§ **MATERIAL SUPPLIED**:
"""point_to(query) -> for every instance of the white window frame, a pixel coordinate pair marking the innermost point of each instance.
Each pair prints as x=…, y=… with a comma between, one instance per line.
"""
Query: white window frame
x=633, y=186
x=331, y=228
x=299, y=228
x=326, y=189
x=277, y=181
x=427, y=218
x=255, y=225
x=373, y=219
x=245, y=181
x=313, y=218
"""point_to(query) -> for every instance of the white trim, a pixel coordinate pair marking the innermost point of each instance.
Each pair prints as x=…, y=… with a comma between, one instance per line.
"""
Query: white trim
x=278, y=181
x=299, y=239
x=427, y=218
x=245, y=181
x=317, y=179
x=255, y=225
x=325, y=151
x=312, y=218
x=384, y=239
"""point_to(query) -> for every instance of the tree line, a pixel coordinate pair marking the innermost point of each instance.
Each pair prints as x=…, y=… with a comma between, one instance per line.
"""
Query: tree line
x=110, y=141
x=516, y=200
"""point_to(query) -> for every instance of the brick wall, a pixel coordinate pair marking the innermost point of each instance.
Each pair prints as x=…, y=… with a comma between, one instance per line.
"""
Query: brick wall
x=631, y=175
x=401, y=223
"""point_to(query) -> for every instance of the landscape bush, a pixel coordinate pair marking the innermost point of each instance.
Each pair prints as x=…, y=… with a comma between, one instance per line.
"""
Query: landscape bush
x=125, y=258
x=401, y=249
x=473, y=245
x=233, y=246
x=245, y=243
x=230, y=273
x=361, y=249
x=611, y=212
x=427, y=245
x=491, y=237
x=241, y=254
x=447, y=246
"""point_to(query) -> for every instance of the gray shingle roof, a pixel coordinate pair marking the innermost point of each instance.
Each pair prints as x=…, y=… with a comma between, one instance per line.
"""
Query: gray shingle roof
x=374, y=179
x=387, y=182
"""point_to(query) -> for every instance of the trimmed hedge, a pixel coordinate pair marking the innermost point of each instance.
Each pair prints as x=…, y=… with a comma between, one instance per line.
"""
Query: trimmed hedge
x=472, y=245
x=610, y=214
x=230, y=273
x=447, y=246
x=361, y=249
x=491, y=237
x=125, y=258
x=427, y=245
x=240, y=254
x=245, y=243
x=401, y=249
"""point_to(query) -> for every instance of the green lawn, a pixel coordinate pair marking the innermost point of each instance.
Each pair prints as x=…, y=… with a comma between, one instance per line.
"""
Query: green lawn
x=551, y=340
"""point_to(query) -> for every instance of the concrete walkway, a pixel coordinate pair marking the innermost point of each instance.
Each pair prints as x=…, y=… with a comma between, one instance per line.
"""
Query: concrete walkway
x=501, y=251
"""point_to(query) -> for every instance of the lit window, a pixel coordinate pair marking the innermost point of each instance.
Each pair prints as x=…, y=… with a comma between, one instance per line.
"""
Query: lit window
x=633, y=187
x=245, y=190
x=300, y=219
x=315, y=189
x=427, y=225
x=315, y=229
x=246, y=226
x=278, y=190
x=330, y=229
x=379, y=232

§ **JOB**:
Reproduce every one of the rows above verbatim, changing nothing.

§ **WRITTEN REPLY**:
"""point_to(query) -> for every instance of the white window frame, a pixel coordinate pair marking the innermost point of each instance.
Each pair prints as x=…, y=… with a comma between, one instance per line.
"""
Query: white window frame
x=633, y=186
x=331, y=228
x=299, y=228
x=326, y=189
x=277, y=181
x=427, y=218
x=255, y=225
x=373, y=219
x=245, y=181
x=313, y=218
"""point_to(query) -> for every instance of the white trim, a pixel coordinate pair marking the innermost point of each instance.
Each pair prints as x=…, y=… with a comma between, one instance per line.
"""
Query: white trim
x=278, y=181
x=299, y=239
x=427, y=218
x=245, y=181
x=317, y=179
x=255, y=225
x=325, y=151
x=312, y=218
x=384, y=239
"""point_to(query) -> for every instance of the tree line, a pixel coordinate pair marking the innermost point of each instance.
Each pair prints as x=…, y=… with a comma between, one instance per line.
"""
Query: tree line
x=110, y=141
x=516, y=200
"""point_to(query) -> for every instance of the brick wall, a pixel coordinate pair marking the innermost point of each instance.
Each pair prints as x=…, y=… with a comma between, one instance per line.
"""
Query: brick wall
x=631, y=175
x=401, y=223
"""point_to(query) -> for every instance of the landscape bush, a pixel coordinate pair marking the innermost point of each instance.
Each pair prints as x=…, y=… with a comma between, one instance per line.
"""
Query: landscape bush
x=125, y=258
x=401, y=249
x=473, y=245
x=233, y=246
x=245, y=243
x=230, y=273
x=361, y=249
x=611, y=212
x=427, y=245
x=491, y=237
x=241, y=254
x=447, y=246
"""point_to(query) -> for every instance of the gray shingle roof, a pixel coordinate pair marking the innermost point of each instance.
Each pair prints as x=…, y=… with a comma between, one instance per line.
"""
Query: gray shingle roof
x=374, y=179
x=387, y=182
"""point_to(query) -> for every instance of the trimmed hedge, a pixel coordinate pair marking the innermost point of each instance.
Each pair prints as x=…, y=… with a comma between, one instance per line.
"""
Query: trimmed hedge
x=472, y=245
x=610, y=214
x=230, y=273
x=447, y=246
x=361, y=249
x=491, y=237
x=125, y=258
x=427, y=245
x=240, y=254
x=245, y=243
x=401, y=249
"""point_to(query) -> for every instance of the green lawn, a pixel coordinate pair marking the innermost point of each instance.
Each pair prints as x=…, y=… with a comma between, one instance per line.
"""
Query: green lawn
x=551, y=340
"""point_to(query) -> for every instance of the concrete walkway, a pixel coordinate pair marking the innermost point of each instance.
Each pair prints as x=…, y=… with a comma between, one instance per line.
"""
Query: concrete walkway
x=501, y=251
"""point_to(query) -> for every instance of the lit window, a pixel coordinate pair marking the innermost point of each instance.
Each pair prints as x=…, y=… with a comma between, one instance per line.
"""
Query: lit window
x=633, y=187
x=245, y=190
x=300, y=219
x=315, y=189
x=427, y=225
x=315, y=229
x=246, y=226
x=278, y=190
x=330, y=229
x=379, y=232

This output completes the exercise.